_What is required_
Reproduce the listing below, swapping every occurrence of "positive clicks" for "foreground clicks" and leaving all other text untouched.

(Data excerpts)
==========

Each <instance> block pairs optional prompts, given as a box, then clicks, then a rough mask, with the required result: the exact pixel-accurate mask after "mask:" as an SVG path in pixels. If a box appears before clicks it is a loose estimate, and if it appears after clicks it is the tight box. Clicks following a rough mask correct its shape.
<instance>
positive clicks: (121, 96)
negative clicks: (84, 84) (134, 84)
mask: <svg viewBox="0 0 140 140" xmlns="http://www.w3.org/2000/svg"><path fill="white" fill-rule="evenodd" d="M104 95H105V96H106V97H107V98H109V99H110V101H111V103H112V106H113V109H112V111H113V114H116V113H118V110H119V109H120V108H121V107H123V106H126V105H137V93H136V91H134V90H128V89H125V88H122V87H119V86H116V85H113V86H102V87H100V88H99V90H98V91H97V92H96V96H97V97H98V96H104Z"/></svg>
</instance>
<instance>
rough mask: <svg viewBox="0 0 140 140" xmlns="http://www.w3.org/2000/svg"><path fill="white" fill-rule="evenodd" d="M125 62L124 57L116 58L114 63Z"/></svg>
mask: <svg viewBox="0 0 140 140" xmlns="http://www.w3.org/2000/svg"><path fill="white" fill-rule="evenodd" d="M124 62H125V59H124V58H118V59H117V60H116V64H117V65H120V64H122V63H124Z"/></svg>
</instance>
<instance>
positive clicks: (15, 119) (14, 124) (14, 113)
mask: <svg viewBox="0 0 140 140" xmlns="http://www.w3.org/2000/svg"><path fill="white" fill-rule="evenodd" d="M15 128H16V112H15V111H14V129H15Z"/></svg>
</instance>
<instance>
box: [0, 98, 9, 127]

==========

_Output of the task_
Each <instance> block pairs optional prompts, given as a box, then clicks, then a rough mask, with the required result: the exact pixel-accurate mask after "mask:" as an SVG path in pixels. If a box appears before clicks it is a loose estimate, and if it appears after clicks it is the tight box. Clicks following a rough mask correct its shape.
<instance>
foreground clicks: (121, 96)
negative clicks: (84, 84) (134, 84)
mask: <svg viewBox="0 0 140 140" xmlns="http://www.w3.org/2000/svg"><path fill="white" fill-rule="evenodd" d="M104 95H105V96H106V97H107V98H109V99H110V101H111V103H112V106H113V109H112V111H113V114H116V113H118V110H119V109H120V108H121V107H123V106H126V105H137V93H136V91H134V90H128V89H125V88H122V87H119V86H116V85H113V86H102V87H100V88H99V90H98V91H97V92H96V96H97V97H98V96H104Z"/></svg>
</instance>
<instance>
rough mask: <svg viewBox="0 0 140 140" xmlns="http://www.w3.org/2000/svg"><path fill="white" fill-rule="evenodd" d="M125 62L124 57L116 58L114 63Z"/></svg>
mask: <svg viewBox="0 0 140 140" xmlns="http://www.w3.org/2000/svg"><path fill="white" fill-rule="evenodd" d="M124 62H125V59H124V58H118V59H117V60H116V64H117V65H120V64H122V63H124Z"/></svg>
</instance>
<instance>
foreground clicks: (15, 119) (14, 124) (14, 113)
mask: <svg viewBox="0 0 140 140" xmlns="http://www.w3.org/2000/svg"><path fill="white" fill-rule="evenodd" d="M15 128H16V112H15V111H14V129H15Z"/></svg>
</instance>
<instance>
box: [0, 98, 9, 127]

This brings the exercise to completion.